▶ [WHAT IS BEING ASKED]: Using the records that appear below, write out exactly the lines from the one with "target: white shirt" through the one with "target: green awning", keeping both end lines.

▶ [Source data]:
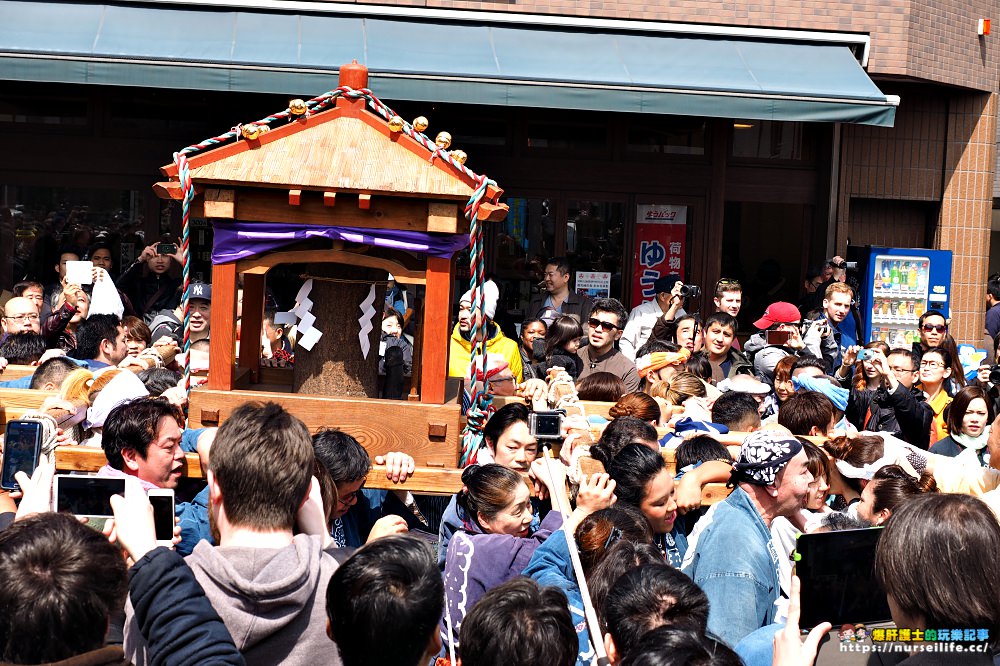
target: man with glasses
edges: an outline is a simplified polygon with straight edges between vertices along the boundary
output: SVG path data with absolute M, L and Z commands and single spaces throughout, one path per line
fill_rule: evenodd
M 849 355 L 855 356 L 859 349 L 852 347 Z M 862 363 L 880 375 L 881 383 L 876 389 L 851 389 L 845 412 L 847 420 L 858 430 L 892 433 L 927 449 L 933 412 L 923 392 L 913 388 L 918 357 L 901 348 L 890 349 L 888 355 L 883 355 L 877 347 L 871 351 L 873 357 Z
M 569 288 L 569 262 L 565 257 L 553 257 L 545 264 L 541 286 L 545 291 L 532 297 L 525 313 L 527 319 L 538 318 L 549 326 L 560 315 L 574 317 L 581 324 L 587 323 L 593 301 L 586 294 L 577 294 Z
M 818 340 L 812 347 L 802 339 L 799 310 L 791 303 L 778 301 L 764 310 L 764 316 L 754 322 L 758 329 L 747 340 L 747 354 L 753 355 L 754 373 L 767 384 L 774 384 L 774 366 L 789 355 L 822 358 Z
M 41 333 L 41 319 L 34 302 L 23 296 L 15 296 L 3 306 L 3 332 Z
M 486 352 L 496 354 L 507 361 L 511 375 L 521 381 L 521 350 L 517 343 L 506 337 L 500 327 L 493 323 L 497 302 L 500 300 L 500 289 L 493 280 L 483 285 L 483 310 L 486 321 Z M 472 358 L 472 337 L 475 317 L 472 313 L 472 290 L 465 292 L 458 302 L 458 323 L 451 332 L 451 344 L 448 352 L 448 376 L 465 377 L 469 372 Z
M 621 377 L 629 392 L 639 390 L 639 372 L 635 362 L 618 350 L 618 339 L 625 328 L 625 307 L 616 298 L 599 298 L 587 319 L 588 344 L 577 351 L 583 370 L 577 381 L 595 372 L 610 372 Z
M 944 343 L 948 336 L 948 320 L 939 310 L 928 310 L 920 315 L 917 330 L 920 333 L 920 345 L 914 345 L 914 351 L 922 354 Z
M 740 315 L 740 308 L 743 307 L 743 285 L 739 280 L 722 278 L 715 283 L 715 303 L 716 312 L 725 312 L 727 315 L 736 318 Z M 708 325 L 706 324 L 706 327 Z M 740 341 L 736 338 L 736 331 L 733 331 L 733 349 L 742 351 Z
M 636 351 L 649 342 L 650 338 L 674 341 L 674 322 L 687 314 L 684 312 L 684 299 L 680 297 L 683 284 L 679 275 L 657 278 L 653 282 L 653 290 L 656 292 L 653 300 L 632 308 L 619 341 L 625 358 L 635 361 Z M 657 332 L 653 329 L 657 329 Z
==
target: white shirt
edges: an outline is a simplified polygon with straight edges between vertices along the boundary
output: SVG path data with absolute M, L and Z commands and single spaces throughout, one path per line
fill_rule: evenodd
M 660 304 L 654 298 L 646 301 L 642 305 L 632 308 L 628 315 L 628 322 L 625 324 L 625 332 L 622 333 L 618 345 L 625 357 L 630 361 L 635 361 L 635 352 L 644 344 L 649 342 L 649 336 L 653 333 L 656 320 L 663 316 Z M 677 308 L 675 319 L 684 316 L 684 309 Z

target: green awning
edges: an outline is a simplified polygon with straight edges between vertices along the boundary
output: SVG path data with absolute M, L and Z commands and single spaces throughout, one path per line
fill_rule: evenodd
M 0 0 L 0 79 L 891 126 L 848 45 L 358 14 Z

▶ [RESPONSE TO THIS TASK]:
target: white shirt
edges: an outline is a simplified polygon with straight edges between vertices along the boundary
output: SVG path data with absolute M, L and Z commands and single spaces throughout, one path per line
fill_rule: evenodd
M 660 304 L 654 298 L 646 301 L 642 305 L 632 308 L 628 315 L 628 322 L 625 324 L 625 332 L 622 333 L 618 345 L 625 357 L 630 361 L 635 361 L 635 352 L 644 344 L 649 342 L 649 336 L 653 333 L 656 320 L 663 316 Z M 677 308 L 675 319 L 684 316 L 684 309 Z

target: green awning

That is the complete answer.